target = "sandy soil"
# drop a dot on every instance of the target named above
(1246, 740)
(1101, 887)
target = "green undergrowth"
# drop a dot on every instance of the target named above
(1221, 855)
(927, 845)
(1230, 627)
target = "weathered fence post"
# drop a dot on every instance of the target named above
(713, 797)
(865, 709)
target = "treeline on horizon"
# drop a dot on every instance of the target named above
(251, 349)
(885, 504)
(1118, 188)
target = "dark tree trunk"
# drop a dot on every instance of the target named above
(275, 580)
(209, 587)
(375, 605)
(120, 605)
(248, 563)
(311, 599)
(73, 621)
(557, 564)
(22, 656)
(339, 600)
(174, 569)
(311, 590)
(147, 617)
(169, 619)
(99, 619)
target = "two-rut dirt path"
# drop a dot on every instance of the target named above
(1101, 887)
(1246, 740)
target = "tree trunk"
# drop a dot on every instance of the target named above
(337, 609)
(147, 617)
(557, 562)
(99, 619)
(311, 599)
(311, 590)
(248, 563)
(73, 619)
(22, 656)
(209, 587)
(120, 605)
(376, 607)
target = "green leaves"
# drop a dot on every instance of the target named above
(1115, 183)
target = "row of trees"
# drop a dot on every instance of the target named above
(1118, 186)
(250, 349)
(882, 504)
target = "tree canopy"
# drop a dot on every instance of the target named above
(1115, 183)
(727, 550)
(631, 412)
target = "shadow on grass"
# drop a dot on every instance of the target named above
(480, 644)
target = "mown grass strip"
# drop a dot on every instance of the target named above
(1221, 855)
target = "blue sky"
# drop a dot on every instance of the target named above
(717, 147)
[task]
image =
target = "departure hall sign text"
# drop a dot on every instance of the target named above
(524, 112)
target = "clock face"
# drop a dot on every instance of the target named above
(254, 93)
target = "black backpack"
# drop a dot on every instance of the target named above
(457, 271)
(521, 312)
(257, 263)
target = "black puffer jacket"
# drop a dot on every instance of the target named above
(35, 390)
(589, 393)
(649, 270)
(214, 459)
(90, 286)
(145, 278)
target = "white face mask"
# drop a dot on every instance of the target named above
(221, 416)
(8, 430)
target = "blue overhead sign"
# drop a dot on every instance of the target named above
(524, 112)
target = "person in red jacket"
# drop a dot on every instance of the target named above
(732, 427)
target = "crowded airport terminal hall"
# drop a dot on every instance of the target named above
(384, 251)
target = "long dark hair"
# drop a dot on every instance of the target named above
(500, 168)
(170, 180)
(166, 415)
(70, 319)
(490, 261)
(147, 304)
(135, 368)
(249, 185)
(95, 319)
════════════════
• [WORK TO DO] Give an exact repetition of all the material.

• [RIGHT ANSWER]
target = "sandy soil"
# drop a dot on every instance of the target named above
(1246, 740)
(1101, 887)
target = "green undergrowth"
# drop a dot on every instance of the target named above
(1221, 855)
(927, 845)
(1230, 627)
target = "weathered fence post"
# drop a dot on every instance of the target named above
(713, 797)
(865, 709)
target = "treeline on horizon"
# drop a dot on every instance of the target named above
(251, 349)
(885, 504)
(1118, 188)
target = "dark tree trunk"
# drop a dot on every instance of the target named above
(275, 580)
(209, 587)
(375, 605)
(120, 605)
(248, 563)
(311, 599)
(73, 621)
(557, 564)
(22, 656)
(339, 600)
(174, 569)
(311, 590)
(147, 617)
(169, 619)
(99, 619)
target = "two-rut dirt path"
# drop a dot on every instance of the target named above
(1101, 887)
(1246, 740)
target = "tree trunk"
# drop a dot on every instance of the target named above
(337, 609)
(147, 617)
(557, 562)
(99, 619)
(311, 599)
(311, 590)
(248, 563)
(73, 619)
(22, 656)
(209, 587)
(120, 605)
(376, 607)
target = "green leaves"
# drop a dot on every instance of the target named above
(1115, 183)
target = "row of trees"
# drop a dot on every instance of the target named above
(1118, 186)
(250, 349)
(882, 504)
target = "tree canopy"
# drop a dot on every instance of the target named above
(1115, 183)
(727, 550)
(631, 412)
target = "shadow on grass"
# drop a dot on every instance of the target named above
(480, 644)
target = "mown grass strip"
# drop a dot on every instance of the target named above
(1221, 855)
target = "blue sky"
# drop a dot on every instance of the target named above
(717, 147)
[task]
image =
target = "departure hall sign text"
# drop a dot on every instance of the target named above
(524, 112)
target = "clock face"
# drop a dot on every instance of the target named above
(254, 93)
target = "black backpack"
# drop a dot on every instance of the target named above
(457, 271)
(521, 312)
(257, 263)
target = "black puffer jacket"
# drop a dot on every instance of the target named above
(35, 390)
(589, 393)
(649, 270)
(214, 459)
(90, 286)
(145, 278)
target = "white face mask"
# drop a dot on every instance of the target named above
(221, 416)
(8, 430)
target = "blue overhead sign"
# drop a dot on every instance of the target named above
(524, 112)
target = "person in red jacket"
# drop a dot on every instance of the target named above
(732, 427)
target = "crowded airport terminal hall"
# drop a dot on every instance of the target named above
(384, 251)
target = "long dark hair"
# drop a dot on every instance of the target named above
(500, 168)
(170, 180)
(166, 415)
(70, 319)
(490, 261)
(147, 304)
(135, 368)
(249, 185)
(95, 319)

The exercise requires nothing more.